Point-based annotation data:
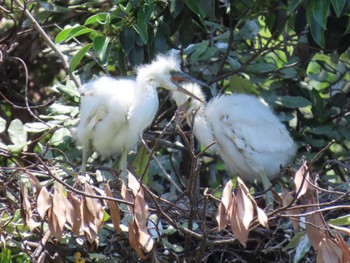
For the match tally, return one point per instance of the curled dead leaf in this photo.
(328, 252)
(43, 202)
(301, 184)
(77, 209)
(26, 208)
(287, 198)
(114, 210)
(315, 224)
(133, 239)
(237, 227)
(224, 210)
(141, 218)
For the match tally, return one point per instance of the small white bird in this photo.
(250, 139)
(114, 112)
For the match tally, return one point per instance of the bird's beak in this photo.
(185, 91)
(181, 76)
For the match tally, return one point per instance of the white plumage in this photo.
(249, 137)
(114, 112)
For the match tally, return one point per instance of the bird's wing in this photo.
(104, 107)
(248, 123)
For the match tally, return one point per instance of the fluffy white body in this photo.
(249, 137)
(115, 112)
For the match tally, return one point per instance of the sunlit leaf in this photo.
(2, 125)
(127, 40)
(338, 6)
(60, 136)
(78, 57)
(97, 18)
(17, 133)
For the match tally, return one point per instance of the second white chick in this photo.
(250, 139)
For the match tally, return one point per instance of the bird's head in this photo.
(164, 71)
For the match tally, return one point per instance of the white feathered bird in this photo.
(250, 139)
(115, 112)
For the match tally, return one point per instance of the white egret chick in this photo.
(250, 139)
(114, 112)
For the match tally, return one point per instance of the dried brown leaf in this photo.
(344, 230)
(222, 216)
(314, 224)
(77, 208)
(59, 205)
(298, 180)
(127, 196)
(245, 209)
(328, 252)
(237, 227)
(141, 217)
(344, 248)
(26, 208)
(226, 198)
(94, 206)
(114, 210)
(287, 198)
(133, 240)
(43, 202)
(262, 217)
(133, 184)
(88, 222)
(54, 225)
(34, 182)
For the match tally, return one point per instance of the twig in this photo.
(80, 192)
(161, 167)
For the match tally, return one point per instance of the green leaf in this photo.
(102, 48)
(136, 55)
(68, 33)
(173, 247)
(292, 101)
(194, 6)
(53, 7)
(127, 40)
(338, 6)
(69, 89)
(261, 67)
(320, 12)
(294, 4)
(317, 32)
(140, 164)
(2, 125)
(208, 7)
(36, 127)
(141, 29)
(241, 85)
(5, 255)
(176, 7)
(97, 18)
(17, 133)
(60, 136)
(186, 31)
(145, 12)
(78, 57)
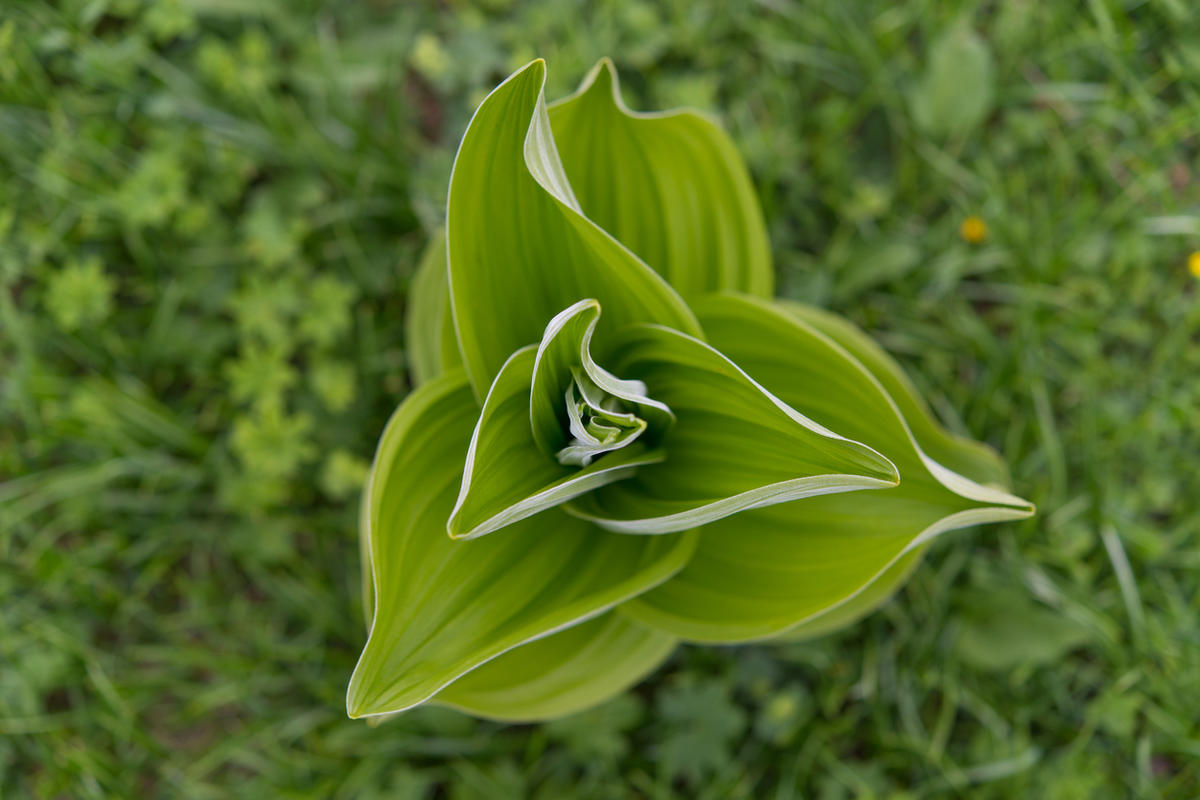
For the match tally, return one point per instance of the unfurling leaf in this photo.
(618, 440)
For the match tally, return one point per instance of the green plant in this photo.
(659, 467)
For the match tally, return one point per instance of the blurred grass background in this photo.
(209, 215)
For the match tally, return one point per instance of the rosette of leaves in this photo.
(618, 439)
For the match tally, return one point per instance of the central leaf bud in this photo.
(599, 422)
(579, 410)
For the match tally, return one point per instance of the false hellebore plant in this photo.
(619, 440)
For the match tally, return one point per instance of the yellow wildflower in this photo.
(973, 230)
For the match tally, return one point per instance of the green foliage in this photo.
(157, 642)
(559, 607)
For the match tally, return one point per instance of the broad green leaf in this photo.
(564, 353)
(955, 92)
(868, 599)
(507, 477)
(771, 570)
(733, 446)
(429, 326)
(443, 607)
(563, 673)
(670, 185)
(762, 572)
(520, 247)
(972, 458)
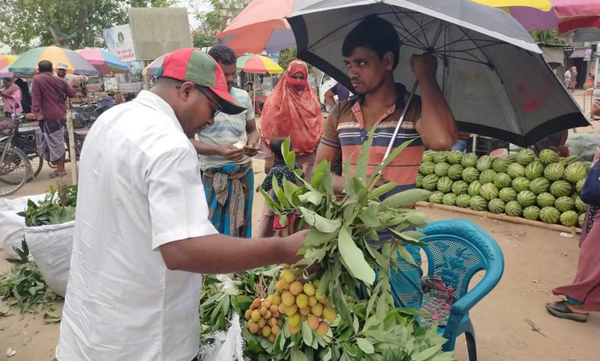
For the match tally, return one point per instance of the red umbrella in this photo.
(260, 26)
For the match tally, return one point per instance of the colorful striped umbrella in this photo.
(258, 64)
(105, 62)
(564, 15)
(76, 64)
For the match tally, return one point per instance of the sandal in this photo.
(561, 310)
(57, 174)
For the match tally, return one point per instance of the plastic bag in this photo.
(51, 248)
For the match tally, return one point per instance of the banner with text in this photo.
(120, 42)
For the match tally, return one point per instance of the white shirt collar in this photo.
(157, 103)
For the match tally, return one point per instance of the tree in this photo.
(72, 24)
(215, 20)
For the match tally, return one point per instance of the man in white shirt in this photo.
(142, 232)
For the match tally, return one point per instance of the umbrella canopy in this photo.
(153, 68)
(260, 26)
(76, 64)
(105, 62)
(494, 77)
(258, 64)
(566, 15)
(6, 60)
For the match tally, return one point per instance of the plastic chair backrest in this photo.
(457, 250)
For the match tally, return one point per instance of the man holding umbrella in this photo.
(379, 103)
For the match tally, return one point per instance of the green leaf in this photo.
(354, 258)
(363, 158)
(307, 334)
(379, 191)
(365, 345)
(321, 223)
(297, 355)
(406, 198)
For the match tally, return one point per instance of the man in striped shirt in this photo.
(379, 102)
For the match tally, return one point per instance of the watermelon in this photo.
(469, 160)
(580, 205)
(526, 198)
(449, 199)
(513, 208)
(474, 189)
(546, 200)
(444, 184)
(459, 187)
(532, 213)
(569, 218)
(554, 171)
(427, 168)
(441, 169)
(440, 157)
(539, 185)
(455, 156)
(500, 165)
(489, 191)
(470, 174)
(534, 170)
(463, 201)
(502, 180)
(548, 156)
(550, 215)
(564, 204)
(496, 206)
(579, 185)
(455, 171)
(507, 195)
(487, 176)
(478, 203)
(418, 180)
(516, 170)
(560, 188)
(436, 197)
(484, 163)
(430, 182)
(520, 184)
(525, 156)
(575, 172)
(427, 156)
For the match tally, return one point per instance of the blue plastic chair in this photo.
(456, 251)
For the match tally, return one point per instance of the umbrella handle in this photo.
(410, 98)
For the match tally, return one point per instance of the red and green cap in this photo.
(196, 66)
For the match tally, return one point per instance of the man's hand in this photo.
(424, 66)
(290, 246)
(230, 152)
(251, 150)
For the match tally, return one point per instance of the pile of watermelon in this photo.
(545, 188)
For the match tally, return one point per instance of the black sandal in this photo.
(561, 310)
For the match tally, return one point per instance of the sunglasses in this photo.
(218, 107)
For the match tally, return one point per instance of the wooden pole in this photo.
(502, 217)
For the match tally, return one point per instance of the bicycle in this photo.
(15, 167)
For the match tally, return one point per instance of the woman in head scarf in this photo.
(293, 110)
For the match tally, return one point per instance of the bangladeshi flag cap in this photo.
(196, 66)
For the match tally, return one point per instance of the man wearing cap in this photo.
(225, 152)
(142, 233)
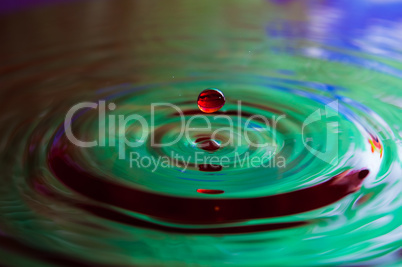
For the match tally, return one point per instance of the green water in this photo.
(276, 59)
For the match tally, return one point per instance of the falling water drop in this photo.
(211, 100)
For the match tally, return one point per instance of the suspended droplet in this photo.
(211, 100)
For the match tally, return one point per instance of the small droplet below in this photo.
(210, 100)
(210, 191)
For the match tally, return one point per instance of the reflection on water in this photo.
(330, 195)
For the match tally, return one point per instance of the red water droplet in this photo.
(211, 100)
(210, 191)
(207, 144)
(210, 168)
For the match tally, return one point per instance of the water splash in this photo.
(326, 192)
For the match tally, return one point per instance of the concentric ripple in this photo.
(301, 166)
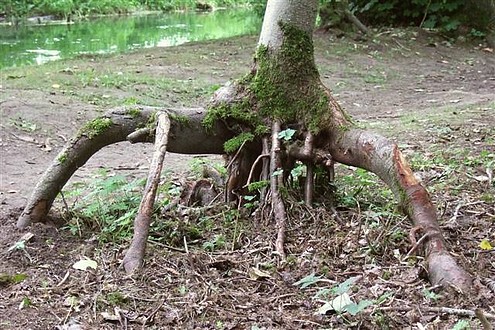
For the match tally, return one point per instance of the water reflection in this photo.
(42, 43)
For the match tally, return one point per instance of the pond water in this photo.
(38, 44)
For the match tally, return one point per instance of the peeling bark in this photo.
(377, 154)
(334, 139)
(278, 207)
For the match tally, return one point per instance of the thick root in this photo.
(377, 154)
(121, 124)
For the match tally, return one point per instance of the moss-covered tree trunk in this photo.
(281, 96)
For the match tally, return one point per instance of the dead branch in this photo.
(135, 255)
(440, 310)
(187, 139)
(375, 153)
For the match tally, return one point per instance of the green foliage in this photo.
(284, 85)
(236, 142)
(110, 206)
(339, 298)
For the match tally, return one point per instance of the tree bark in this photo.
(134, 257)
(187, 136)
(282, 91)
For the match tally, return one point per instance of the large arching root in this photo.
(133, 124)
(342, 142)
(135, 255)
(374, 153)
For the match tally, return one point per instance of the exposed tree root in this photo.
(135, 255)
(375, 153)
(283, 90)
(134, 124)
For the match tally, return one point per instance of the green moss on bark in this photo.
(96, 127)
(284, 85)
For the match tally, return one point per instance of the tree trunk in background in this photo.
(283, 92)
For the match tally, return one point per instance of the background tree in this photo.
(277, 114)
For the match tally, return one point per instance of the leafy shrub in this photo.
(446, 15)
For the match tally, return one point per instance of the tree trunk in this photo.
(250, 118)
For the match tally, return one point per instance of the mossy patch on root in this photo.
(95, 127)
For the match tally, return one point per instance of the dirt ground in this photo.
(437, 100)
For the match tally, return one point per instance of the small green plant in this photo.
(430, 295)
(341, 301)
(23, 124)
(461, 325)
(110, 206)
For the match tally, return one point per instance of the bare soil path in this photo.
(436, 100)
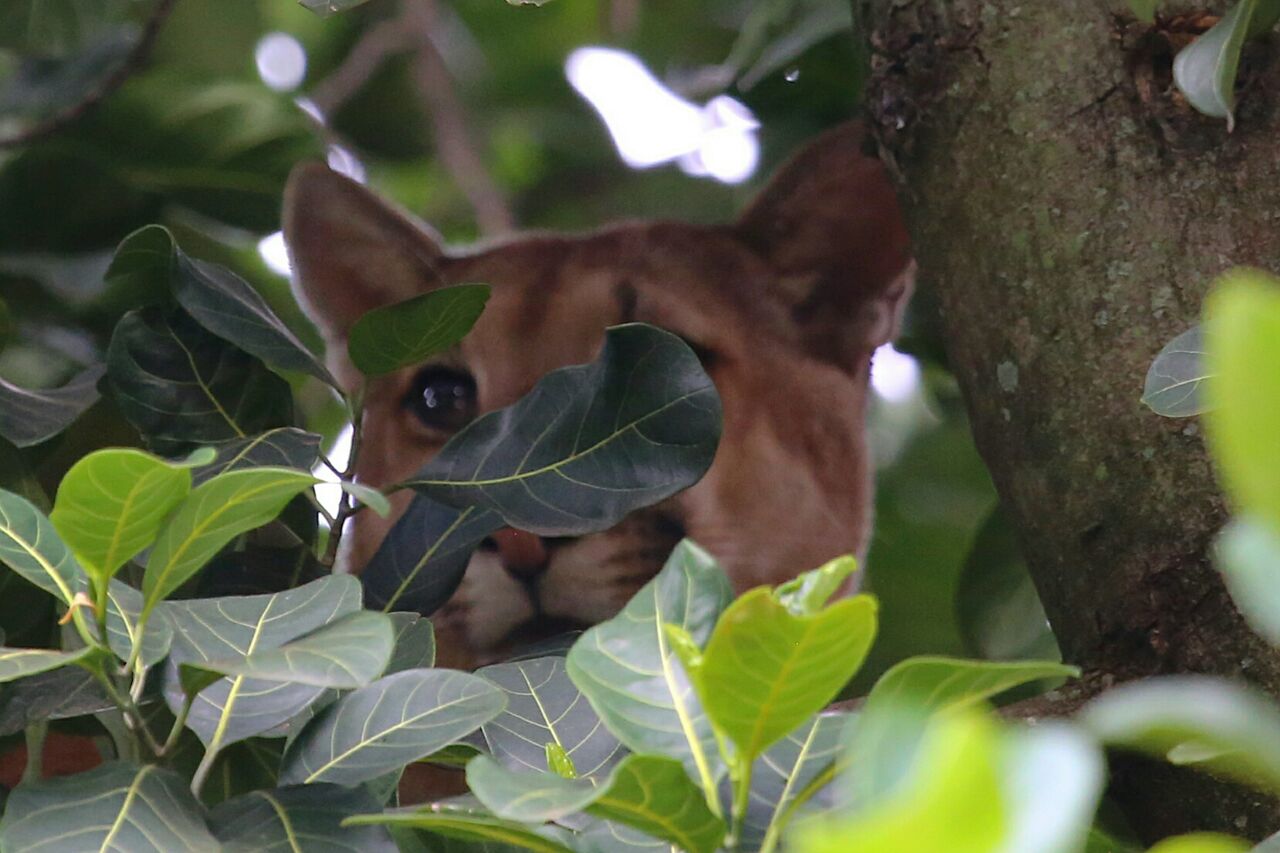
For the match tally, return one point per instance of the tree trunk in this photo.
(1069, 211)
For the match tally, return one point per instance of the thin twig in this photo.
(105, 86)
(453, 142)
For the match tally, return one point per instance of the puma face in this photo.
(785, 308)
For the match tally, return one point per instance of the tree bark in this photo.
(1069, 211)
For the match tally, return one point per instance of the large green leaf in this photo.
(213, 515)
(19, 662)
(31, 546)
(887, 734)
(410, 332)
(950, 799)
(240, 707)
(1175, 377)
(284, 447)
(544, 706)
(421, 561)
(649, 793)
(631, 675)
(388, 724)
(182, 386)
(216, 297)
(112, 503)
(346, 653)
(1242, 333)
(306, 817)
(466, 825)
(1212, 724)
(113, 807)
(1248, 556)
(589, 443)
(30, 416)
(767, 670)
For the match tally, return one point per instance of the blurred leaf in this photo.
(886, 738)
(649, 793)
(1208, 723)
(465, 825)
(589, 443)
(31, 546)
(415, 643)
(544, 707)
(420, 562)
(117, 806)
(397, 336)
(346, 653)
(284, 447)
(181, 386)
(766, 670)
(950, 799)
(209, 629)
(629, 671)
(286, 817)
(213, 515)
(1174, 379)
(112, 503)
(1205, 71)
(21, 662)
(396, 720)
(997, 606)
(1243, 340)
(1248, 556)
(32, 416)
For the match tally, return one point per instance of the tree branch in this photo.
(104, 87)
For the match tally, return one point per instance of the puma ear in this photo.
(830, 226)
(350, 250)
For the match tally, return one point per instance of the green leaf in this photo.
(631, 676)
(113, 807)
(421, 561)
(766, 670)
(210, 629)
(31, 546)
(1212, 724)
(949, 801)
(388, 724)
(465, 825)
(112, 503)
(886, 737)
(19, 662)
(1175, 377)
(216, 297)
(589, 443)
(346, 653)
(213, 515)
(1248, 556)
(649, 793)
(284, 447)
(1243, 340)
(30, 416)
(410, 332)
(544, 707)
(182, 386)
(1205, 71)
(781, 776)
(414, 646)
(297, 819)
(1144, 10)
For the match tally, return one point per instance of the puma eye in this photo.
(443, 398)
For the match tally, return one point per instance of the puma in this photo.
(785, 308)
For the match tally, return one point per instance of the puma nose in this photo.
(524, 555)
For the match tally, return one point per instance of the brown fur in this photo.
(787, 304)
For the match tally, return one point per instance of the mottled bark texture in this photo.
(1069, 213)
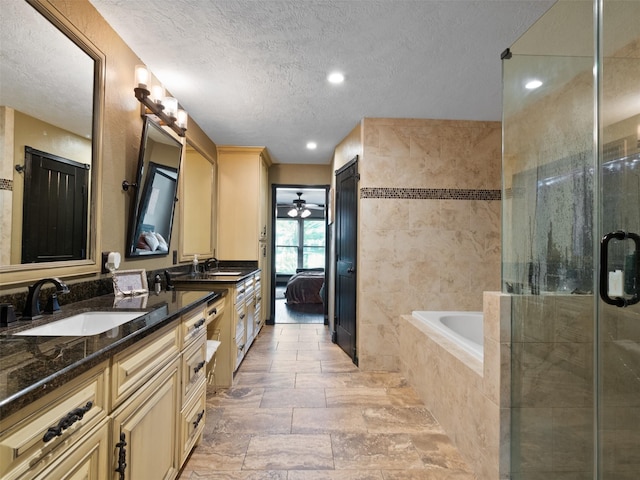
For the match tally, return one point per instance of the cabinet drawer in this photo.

* _Work required_
Each line from the one that contains "tree branch in this photo." through the end of the records should be restated exactly; include both end lines and leave any pictures out.

* _Correct output_
For the match tally, return one point per instance of the tree branch in this photo.
(104, 87)
For the match tally, return one point per instance of the puma ear in this photo.
(830, 226)
(350, 250)
For the match tally, return one point per instance of the green leaf in this photo.
(631, 676)
(113, 807)
(421, 561)
(766, 670)
(210, 629)
(31, 546)
(1212, 724)
(949, 801)
(388, 724)
(465, 825)
(112, 503)
(886, 737)
(19, 662)
(1175, 377)
(216, 297)
(589, 443)
(346, 653)
(213, 515)
(1248, 556)
(649, 793)
(284, 447)
(1243, 340)
(30, 416)
(410, 332)
(544, 707)
(182, 386)
(1205, 71)
(781, 776)
(414, 646)
(297, 819)
(1144, 10)
For the match tally, return one point per instance of the puma eye in this photo.
(443, 398)
For the match tally, return one point per instance of the puma in this photo.
(785, 308)
For the match tally, return one point per instance of the puma nose in this photo.
(524, 555)
For the match tally, return one point per instance of the brown fur in this photo.
(787, 304)
For the match tally, return one point per instance of the mottled bark texture in this photo.
(1069, 213)
For the match tally, return one point per instance of the cabinet drawer in this photo.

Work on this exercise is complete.